#### Records shown
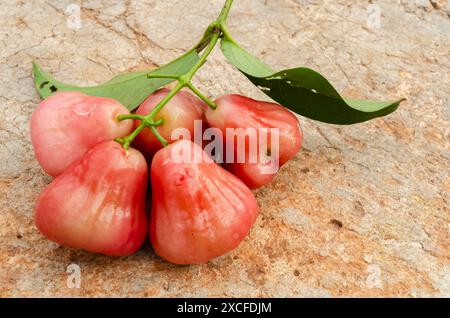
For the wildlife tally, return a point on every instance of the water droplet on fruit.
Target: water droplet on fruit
(80, 110)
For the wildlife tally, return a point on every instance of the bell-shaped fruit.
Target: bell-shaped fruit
(199, 210)
(272, 129)
(98, 204)
(67, 124)
(180, 112)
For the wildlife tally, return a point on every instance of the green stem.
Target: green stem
(208, 43)
(151, 75)
(130, 116)
(194, 89)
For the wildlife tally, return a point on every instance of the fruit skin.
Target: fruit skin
(180, 112)
(67, 124)
(235, 111)
(199, 210)
(98, 204)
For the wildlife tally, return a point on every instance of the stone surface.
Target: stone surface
(361, 211)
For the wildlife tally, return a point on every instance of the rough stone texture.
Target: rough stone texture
(361, 211)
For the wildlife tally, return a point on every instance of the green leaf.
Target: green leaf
(305, 91)
(130, 89)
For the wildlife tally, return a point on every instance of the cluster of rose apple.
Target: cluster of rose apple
(200, 209)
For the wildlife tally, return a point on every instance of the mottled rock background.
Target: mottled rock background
(361, 211)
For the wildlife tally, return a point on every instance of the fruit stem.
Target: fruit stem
(208, 43)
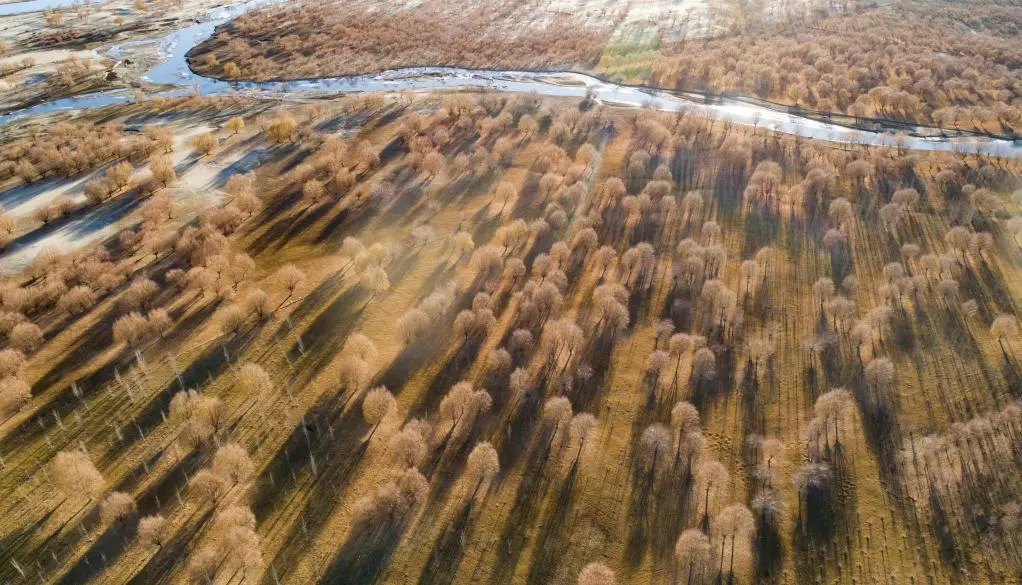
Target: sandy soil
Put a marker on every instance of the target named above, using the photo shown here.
(194, 191)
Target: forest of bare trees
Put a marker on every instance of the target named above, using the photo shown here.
(447, 345)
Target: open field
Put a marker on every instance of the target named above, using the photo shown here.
(929, 62)
(486, 338)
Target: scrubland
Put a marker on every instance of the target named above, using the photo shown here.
(486, 338)
(934, 63)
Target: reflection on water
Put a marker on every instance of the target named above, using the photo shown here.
(174, 71)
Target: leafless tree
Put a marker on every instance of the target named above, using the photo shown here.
(711, 477)
(482, 466)
(153, 531)
(735, 522)
(377, 405)
(596, 574)
(1005, 326)
(408, 447)
(26, 338)
(692, 552)
(117, 506)
(14, 394)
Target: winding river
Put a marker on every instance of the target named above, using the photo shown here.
(174, 71)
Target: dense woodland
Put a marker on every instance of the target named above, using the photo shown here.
(354, 38)
(490, 336)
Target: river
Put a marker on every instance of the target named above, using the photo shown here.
(174, 71)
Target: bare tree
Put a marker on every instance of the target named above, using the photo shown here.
(735, 522)
(408, 447)
(596, 574)
(153, 531)
(208, 488)
(14, 394)
(711, 477)
(482, 465)
(26, 338)
(692, 552)
(1005, 326)
(232, 462)
(253, 379)
(654, 442)
(377, 405)
(117, 506)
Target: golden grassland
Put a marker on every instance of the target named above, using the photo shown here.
(542, 520)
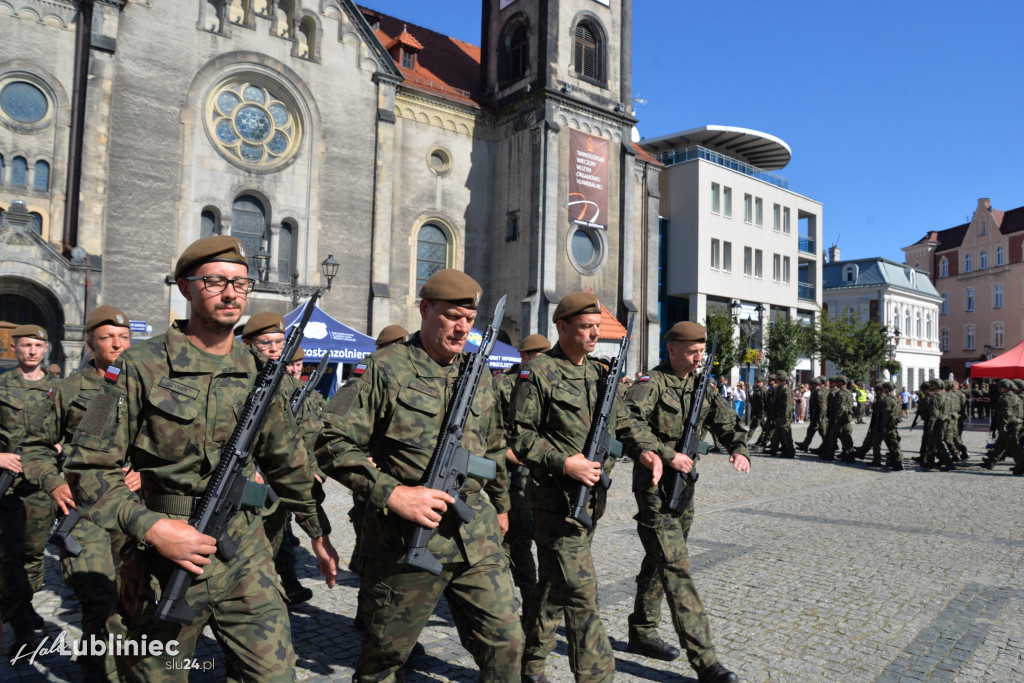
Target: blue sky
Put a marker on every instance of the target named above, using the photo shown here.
(900, 115)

#### Short task
Images do not belong in the copy; reproduce all other parts of the records above verbatim.

#### Correct answer
For the wildlife tally, return a point on every instance of the water droplet on fruit.
Target: water droplet on fruit
(80, 110)
For the wildlife tally, return a point on every instance of the bell-shaped fruit.
Target: bell-shaped fruit
(199, 210)
(272, 129)
(98, 204)
(67, 124)
(180, 112)
For the wildlife tally, return a point on every instance of the green stem.
Target: green stem
(208, 43)
(151, 75)
(130, 116)
(194, 89)
For the wildlife tally, return a point on every instance of the fruit skin.
Target: fruit skin
(180, 112)
(67, 124)
(235, 111)
(199, 210)
(98, 204)
For the wildlife tally, return a point on every instance of the stone surface.
Target: stone surface
(361, 211)
For the wildlife tally, return a point on every instance of the rough stone texture.
Target: rough stone texture
(361, 211)
For the wildlife tally, return a point on every instance of the green leaf.
Target: green leaf
(305, 91)
(130, 89)
For the wildlife tally, return a point on every instance of the cluster of rose apple.
Target: cluster of rose apple
(200, 209)
For the wildlife tally, return a point on every instance of the mottled rock background.
Target: mottled rock background
(361, 211)
For the wildlife tally, return a point on every instance of the fruit stem.
Target: fruit stem
(208, 43)
Target: sandy soil
Put a marker on every instance of the target named above, using the photo shown here.
(194, 191)
Target: forest of bare trees
Put a marker on every instance of the target named above, using the photo shown here.
(447, 345)
Target: open field
Put a marker on every instance of the target named above, using the photo shown here.
(929, 62)
(486, 338)
Target: scrubland
Put a marker on every instance of the target named above, using the photo shown here.
(486, 338)
(934, 63)
Target: reflection on water
Put a marker on every instance of the target named above, using the photo shown here.
(174, 71)
Target: leafless tree
Put a marker on every instance of the target named above, using the photo shown here.
(711, 477)
(482, 466)
(153, 531)
(735, 522)
(377, 405)
(596, 574)
(1005, 326)
(408, 447)
(26, 338)
(692, 552)
(117, 506)
(14, 394)
Target: winding river
Put a marker on every instance of the target named above, using the photo shown here.
(174, 71)
Target: dense woodland
Put a marker on every instance of the target named above, using the photo shown here.
(354, 38)
(490, 336)
Target: river
Put a marker on every instance of the target named above, using the photo shown here.
(174, 71)
Target: bare tree
Put a marker on every instance of the target named above, using the photo shown here.
(735, 522)
(408, 447)
(596, 574)
(153, 531)
(208, 488)
(14, 394)
(711, 477)
(482, 465)
(26, 338)
(692, 552)
(1005, 326)
(232, 462)
(253, 379)
(654, 442)
(377, 405)
(117, 506)
Target: golden grassland
Put a marker on every instance of the target named above, using the photo shown here.
(542, 520)
Target: blue sky
Put a marker on every instance of the target named above, using the photo shown here.
(900, 115)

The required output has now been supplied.